[Photo-based referring expression data]
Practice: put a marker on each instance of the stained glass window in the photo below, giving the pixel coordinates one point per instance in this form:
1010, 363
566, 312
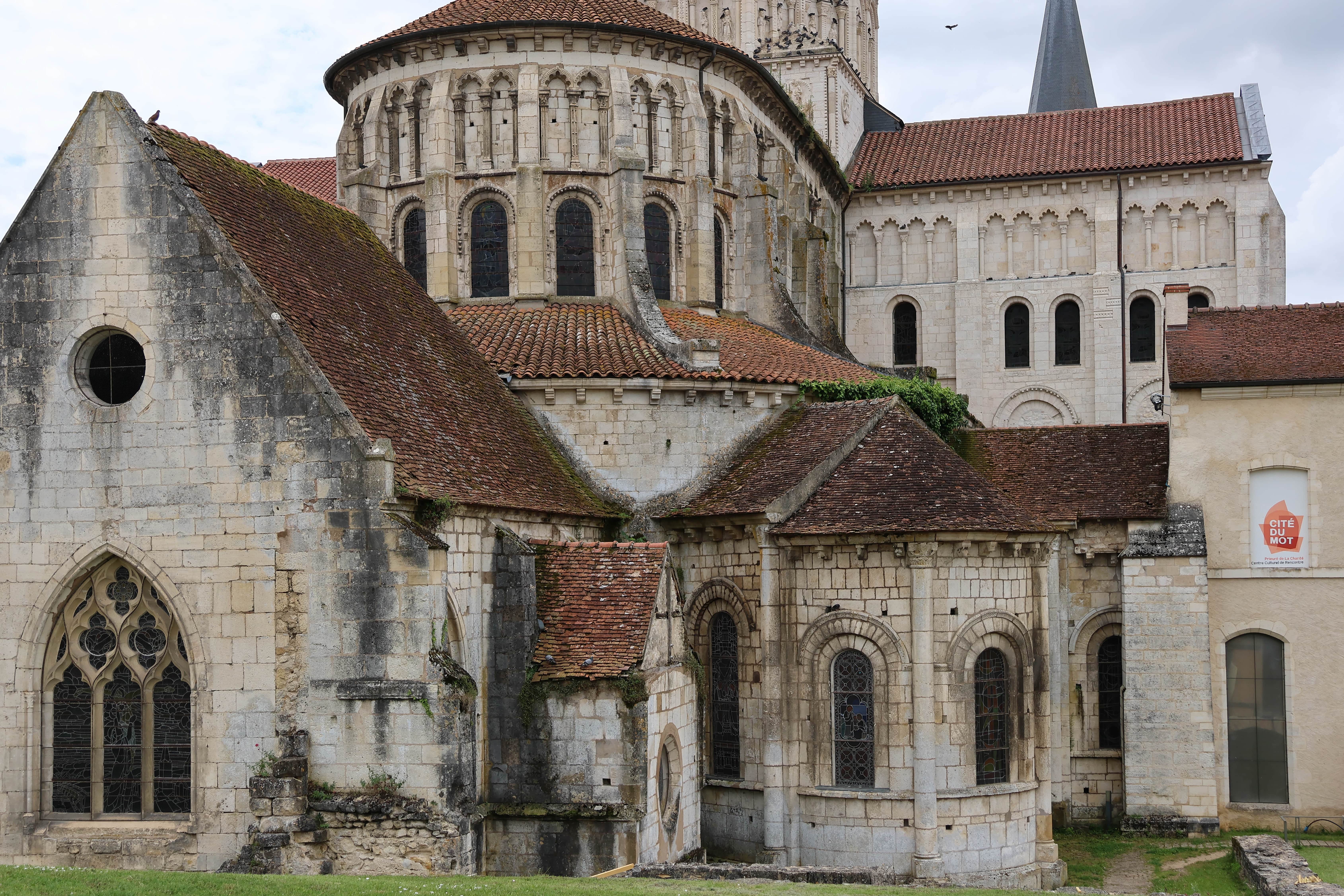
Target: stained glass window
724, 695
116, 369
1069, 340
575, 250
1257, 721
413, 246
173, 743
658, 246
718, 264
490, 250
905, 335
1143, 330
120, 703
853, 690
1018, 336
991, 718
72, 751
1111, 682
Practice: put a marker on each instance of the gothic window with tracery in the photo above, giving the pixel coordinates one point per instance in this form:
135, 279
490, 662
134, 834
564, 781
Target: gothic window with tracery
905, 332
1111, 683
1017, 336
658, 246
725, 731
1143, 330
854, 739
120, 703
718, 264
575, 249
1069, 339
414, 256
490, 250
991, 718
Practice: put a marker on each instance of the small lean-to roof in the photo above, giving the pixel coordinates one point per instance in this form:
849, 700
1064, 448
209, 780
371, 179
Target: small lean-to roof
784, 457
905, 479
1111, 472
1159, 135
596, 340
1260, 346
315, 177
398, 365
596, 601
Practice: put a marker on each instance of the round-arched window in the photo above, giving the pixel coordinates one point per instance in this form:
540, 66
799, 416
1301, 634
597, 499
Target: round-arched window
112, 367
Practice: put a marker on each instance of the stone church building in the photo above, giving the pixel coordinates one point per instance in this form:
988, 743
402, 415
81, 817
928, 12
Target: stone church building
460, 504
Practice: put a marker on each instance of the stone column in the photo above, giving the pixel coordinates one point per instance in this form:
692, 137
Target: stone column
980, 259
772, 702
1175, 222
513, 100
1148, 242
905, 256
573, 97
488, 120
928, 862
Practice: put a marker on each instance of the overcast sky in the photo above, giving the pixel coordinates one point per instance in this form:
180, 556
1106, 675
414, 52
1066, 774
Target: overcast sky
247, 76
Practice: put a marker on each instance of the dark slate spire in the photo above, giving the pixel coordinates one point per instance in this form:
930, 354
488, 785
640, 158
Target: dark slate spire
1064, 80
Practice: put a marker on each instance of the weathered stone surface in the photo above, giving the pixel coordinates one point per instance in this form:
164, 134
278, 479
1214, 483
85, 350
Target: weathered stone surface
1275, 868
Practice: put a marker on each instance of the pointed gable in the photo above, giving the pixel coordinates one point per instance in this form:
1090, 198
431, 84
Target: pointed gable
398, 365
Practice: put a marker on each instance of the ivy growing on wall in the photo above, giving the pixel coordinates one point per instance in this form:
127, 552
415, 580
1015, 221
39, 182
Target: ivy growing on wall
941, 409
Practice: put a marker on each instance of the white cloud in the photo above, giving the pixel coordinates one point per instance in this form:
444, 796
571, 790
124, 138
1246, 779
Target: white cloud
247, 76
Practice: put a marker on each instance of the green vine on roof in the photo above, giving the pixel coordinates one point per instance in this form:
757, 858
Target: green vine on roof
941, 409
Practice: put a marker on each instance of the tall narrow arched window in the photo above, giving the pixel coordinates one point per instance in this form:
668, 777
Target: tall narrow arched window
905, 335
1257, 721
851, 682
991, 718
490, 250
658, 248
1111, 684
119, 703
1069, 338
575, 250
724, 697
1143, 330
413, 246
718, 264
1018, 336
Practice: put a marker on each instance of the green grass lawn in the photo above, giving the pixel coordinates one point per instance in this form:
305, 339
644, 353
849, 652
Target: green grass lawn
61, 882
1327, 862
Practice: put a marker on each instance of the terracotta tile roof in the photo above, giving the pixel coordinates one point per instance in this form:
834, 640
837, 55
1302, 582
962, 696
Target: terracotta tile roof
596, 340
777, 463
1115, 472
1158, 135
1264, 346
403, 369
562, 340
596, 600
752, 352
315, 177
595, 13
905, 479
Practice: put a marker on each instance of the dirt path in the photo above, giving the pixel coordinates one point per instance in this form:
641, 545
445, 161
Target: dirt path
1130, 875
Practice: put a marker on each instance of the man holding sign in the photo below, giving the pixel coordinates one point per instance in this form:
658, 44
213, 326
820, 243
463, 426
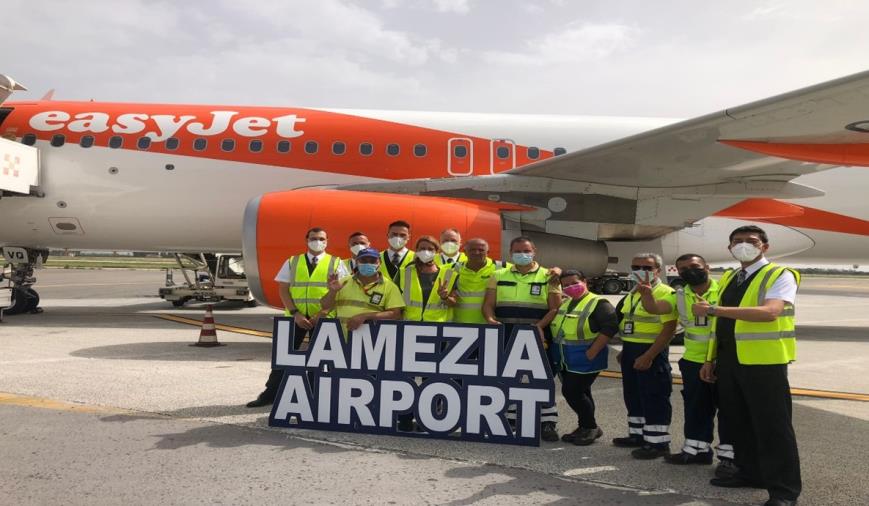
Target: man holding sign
364, 296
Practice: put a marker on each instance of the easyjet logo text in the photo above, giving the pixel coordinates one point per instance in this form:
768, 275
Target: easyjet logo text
160, 127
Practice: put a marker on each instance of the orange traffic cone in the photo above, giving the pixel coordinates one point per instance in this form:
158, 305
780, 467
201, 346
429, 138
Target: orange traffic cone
208, 334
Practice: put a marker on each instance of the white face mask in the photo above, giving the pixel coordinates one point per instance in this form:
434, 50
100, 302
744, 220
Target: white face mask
640, 276
450, 248
397, 242
317, 245
425, 256
745, 251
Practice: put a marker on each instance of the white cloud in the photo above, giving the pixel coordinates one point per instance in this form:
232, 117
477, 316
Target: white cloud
576, 43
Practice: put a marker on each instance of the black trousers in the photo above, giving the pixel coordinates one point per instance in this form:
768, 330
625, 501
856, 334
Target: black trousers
576, 389
277, 375
701, 400
756, 405
647, 395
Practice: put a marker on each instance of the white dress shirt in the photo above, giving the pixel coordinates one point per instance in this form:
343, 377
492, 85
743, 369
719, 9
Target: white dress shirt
784, 288
283, 275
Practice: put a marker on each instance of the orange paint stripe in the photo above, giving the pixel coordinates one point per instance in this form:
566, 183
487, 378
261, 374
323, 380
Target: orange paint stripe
835, 154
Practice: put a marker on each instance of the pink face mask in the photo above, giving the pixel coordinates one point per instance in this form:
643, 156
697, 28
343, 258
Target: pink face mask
575, 291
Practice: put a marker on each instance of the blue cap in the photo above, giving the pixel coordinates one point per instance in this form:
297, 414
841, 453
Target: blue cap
368, 252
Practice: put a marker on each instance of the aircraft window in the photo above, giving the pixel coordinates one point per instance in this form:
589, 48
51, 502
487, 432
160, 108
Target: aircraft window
533, 153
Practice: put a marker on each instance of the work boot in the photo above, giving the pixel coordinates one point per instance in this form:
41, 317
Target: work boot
726, 468
548, 432
628, 442
587, 436
685, 458
265, 398
649, 452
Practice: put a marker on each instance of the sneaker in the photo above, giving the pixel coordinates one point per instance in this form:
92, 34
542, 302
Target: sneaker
548, 432
265, 398
628, 442
685, 458
569, 437
726, 468
649, 452
587, 436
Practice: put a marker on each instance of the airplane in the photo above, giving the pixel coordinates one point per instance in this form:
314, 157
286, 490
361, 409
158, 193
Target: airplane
591, 191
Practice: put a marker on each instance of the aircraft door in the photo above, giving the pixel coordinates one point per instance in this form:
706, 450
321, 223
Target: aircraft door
502, 155
460, 159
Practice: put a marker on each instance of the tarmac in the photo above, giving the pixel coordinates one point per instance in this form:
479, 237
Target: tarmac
102, 401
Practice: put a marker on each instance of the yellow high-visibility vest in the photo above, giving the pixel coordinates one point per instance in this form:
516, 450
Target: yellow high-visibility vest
762, 343
306, 288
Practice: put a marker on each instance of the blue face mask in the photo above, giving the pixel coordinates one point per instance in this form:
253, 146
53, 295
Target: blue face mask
367, 269
523, 258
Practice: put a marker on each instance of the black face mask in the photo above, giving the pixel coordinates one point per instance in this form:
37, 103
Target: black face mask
694, 276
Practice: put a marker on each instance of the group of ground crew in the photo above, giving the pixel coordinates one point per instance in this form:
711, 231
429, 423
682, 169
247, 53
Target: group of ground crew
739, 336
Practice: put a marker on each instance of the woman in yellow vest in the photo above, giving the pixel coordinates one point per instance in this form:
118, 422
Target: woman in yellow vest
580, 331
428, 290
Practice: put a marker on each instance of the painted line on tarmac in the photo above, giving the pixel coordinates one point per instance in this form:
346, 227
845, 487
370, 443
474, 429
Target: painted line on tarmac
218, 326
804, 392
7, 399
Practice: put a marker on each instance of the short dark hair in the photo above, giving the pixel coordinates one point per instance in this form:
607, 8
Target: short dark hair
689, 256
315, 230
750, 229
572, 272
521, 238
399, 223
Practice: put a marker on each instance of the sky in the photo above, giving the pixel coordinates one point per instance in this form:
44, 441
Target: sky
674, 59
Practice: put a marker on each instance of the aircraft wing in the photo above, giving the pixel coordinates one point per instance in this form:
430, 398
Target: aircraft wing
648, 184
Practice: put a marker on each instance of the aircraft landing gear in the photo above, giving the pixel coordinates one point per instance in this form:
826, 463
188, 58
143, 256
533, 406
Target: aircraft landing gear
21, 280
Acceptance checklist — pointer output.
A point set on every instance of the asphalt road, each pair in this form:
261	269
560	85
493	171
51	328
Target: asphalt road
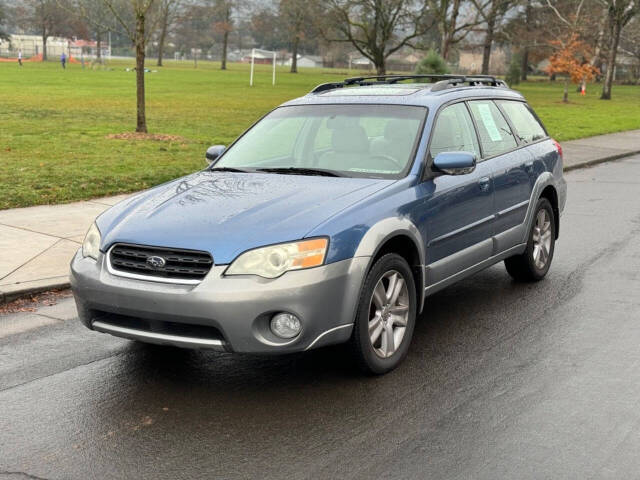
503	380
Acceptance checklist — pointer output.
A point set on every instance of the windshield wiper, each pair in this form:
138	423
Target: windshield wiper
301	171
230	169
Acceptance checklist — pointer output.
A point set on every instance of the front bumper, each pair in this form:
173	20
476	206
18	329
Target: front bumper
238	307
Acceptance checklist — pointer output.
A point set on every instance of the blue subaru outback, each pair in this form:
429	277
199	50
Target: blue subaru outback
331	220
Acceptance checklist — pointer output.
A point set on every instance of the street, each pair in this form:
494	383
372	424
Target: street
503	380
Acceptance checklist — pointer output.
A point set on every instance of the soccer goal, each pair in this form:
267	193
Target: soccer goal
262	56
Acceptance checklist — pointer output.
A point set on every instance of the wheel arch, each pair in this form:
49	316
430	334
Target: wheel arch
401	236
550	193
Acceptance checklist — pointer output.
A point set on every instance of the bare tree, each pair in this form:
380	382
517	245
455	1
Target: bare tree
297	17
135	18
376	28
492	12
48	18
168	11
454	22
223	11
99	18
3	35
619	14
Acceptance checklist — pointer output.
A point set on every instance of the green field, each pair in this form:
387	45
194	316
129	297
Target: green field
54	123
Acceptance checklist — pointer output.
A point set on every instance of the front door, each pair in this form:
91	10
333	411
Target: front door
459	209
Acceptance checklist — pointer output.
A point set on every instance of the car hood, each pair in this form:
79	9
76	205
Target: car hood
227	213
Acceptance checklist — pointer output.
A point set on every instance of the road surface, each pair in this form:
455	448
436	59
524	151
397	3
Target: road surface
503	380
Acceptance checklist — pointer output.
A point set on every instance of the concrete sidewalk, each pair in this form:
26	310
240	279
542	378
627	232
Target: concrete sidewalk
37	243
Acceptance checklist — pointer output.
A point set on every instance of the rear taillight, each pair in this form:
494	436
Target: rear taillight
558	147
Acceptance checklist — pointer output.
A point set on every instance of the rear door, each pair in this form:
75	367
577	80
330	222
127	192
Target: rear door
459	209
510	167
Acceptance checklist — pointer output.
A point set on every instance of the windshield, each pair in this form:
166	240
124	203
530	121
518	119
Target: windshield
351	140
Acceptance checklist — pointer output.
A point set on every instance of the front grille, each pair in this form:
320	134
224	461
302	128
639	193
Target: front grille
157	326
173	264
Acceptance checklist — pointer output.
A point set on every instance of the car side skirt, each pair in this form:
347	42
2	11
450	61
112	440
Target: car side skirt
431	289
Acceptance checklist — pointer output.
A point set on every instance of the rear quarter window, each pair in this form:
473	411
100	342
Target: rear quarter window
495	134
527	126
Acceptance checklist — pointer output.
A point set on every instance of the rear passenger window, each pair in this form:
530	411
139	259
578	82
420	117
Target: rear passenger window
454	132
495	135
525	123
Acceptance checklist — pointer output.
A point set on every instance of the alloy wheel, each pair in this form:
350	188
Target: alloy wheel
388	313
542	239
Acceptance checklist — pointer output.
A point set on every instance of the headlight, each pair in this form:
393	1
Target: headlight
91	244
273	261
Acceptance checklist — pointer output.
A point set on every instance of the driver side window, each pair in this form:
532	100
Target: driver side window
454	132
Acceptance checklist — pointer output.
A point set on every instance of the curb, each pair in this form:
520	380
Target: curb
28	291
596	161
9	297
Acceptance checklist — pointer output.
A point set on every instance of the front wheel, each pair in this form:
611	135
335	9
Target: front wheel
386	316
534	263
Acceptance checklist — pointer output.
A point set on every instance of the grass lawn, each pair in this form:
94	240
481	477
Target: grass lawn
54	124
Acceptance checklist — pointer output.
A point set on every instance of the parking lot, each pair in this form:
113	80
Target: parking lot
503	380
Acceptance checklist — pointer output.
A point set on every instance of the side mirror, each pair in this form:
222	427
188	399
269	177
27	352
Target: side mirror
455	163
214	152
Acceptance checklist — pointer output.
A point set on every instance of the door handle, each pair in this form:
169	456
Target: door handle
484	184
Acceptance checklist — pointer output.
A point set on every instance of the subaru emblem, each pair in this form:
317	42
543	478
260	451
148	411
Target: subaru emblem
156	262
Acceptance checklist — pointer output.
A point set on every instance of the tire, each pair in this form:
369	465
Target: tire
534	263
392	309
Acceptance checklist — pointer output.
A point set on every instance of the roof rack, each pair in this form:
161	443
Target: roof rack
442	82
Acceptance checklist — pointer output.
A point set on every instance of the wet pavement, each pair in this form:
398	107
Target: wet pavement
503	380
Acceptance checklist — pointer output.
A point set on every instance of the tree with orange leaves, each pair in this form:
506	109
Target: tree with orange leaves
571	59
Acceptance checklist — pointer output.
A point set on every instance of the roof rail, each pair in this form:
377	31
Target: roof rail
442	81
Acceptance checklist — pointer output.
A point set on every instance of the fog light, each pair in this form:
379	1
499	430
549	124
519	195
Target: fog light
285	325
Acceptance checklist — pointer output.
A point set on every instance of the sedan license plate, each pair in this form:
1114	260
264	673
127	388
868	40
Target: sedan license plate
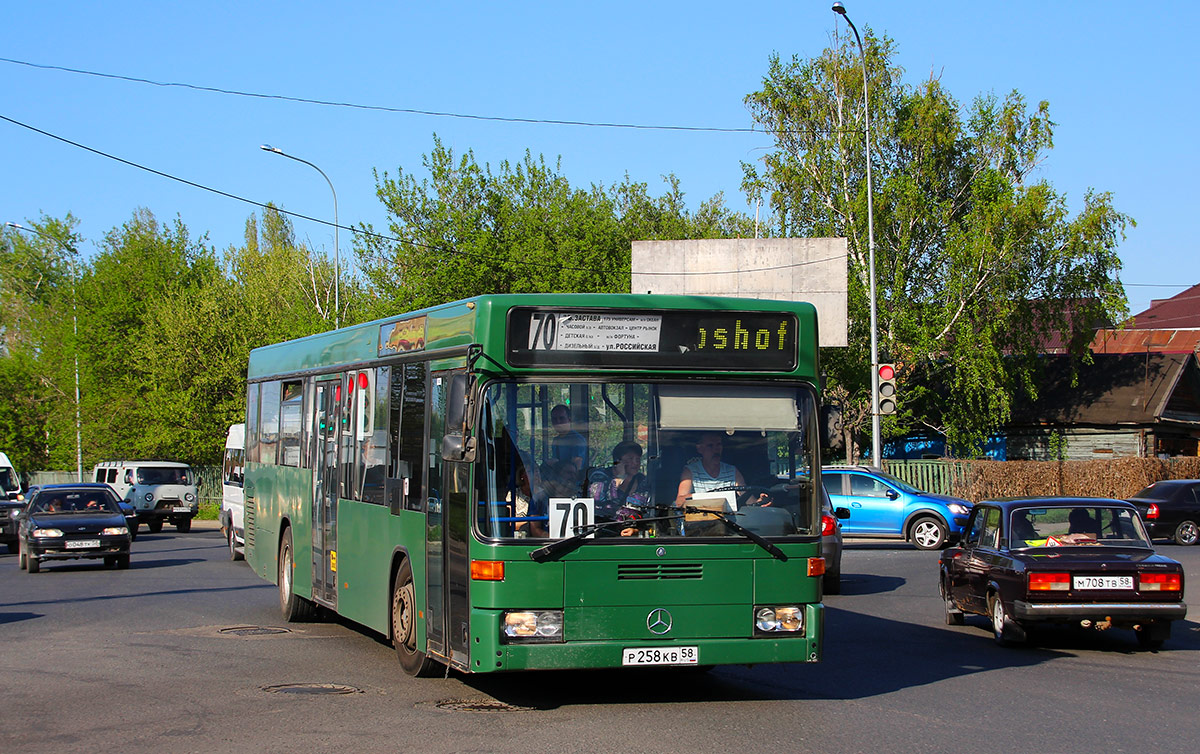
1102	582
660	656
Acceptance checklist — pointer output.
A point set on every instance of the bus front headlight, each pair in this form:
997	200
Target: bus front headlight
779	620
532	626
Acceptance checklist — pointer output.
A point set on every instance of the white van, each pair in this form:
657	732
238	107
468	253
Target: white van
12	500
160	491
10	480
233	506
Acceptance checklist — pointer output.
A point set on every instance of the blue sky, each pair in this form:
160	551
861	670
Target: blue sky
1121	79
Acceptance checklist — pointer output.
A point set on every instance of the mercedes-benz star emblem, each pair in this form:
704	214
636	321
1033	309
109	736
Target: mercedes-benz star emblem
658	621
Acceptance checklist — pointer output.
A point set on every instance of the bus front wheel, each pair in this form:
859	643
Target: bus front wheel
403	626
293	606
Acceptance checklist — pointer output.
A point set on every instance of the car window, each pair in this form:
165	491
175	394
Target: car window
978	519
833	483
990	537
867	486
1080	526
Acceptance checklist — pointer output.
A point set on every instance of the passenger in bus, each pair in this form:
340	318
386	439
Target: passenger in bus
621	491
621	485
567	444
531	504
708	473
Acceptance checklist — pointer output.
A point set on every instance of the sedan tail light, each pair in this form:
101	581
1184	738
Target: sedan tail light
1049	582
1159	582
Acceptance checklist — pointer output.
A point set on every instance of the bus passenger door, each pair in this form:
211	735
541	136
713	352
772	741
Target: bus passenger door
324	494
447	539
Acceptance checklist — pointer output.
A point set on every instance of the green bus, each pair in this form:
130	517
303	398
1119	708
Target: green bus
547	480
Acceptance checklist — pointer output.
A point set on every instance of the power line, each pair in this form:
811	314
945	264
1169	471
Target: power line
361	231
407	111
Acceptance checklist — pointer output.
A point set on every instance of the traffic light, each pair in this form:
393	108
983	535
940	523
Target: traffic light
887	389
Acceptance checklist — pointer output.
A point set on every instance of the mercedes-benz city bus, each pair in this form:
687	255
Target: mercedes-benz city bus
546	482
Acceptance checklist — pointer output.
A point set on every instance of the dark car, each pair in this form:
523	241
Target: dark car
1056	560
883	506
9	512
70	521
1171	509
831	543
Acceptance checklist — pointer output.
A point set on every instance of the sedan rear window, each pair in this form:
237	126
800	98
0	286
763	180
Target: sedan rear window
1077	526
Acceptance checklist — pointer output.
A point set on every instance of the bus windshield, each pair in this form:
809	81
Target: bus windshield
635	460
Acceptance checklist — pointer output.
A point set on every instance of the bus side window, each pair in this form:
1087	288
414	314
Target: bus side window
412	437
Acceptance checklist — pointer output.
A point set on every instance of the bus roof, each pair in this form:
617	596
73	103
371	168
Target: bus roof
447	330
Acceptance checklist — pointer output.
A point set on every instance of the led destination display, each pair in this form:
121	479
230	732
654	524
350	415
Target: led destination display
670	339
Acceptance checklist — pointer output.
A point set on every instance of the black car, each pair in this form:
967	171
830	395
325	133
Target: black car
1055	560
1171	509
9	512
70	521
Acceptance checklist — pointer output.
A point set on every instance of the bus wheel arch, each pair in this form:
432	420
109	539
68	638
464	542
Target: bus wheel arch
403	618
293	606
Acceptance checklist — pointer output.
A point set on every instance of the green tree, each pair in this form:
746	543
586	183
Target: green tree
978	261
467	231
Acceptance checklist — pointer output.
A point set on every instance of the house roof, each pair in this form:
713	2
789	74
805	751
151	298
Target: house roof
1116	388
1181	311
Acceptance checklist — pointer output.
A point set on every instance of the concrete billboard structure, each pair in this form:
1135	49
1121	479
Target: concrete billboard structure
795	269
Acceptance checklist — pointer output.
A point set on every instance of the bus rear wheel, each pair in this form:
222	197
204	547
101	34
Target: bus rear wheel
293	606
403	626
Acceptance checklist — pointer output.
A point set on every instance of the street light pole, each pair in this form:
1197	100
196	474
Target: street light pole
876	438
75	325
337	257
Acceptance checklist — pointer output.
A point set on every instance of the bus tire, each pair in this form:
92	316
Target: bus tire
293	606
403	626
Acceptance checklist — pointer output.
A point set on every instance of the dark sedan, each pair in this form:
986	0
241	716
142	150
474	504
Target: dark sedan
1050	560
70	521
1171	509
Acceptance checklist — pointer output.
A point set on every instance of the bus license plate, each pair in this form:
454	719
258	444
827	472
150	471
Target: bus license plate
660	656
1102	582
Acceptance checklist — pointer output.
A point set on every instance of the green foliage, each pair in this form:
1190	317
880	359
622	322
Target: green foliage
466	231
977	263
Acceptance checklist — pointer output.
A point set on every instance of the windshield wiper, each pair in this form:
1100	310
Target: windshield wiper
549	551
755	537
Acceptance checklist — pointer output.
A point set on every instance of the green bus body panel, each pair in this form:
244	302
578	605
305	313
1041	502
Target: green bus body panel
483	319
490	656
281	492
367	538
603	612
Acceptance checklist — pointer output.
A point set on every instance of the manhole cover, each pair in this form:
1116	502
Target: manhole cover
311	688
478	705
253	630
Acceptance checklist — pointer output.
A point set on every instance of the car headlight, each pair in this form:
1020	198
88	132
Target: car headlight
779	620
532	626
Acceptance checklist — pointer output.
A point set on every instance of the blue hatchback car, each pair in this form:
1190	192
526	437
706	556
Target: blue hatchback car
882	506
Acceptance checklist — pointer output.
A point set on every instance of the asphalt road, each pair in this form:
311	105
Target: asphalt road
144	660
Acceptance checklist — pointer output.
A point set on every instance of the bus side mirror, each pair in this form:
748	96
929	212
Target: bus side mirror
457	444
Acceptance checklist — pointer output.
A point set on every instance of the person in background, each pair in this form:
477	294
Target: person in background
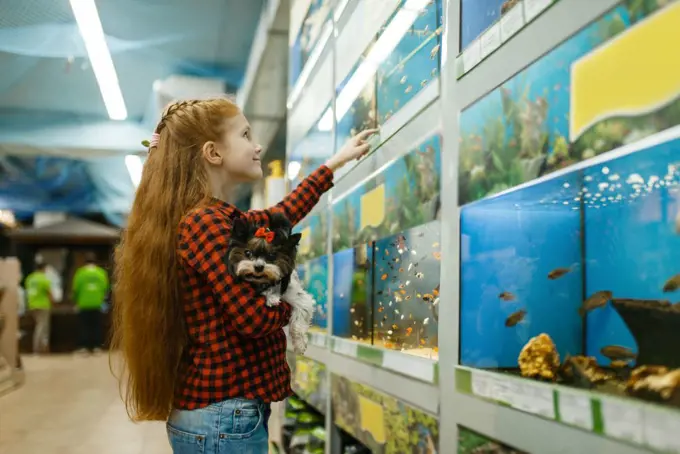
39	298
89	289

> _Assigned task_: The lines in the records above that include the word "below" must be copied out.

> _Exercise answer_:
Practice: put a marker on each instance of the stained glass window in the photo below, giving the pixel coordinates one point per instance in this form:
Practice: put a marker on each instance of the man holding sign in the photo below, giving the pixel coordinates one point per instance in this form:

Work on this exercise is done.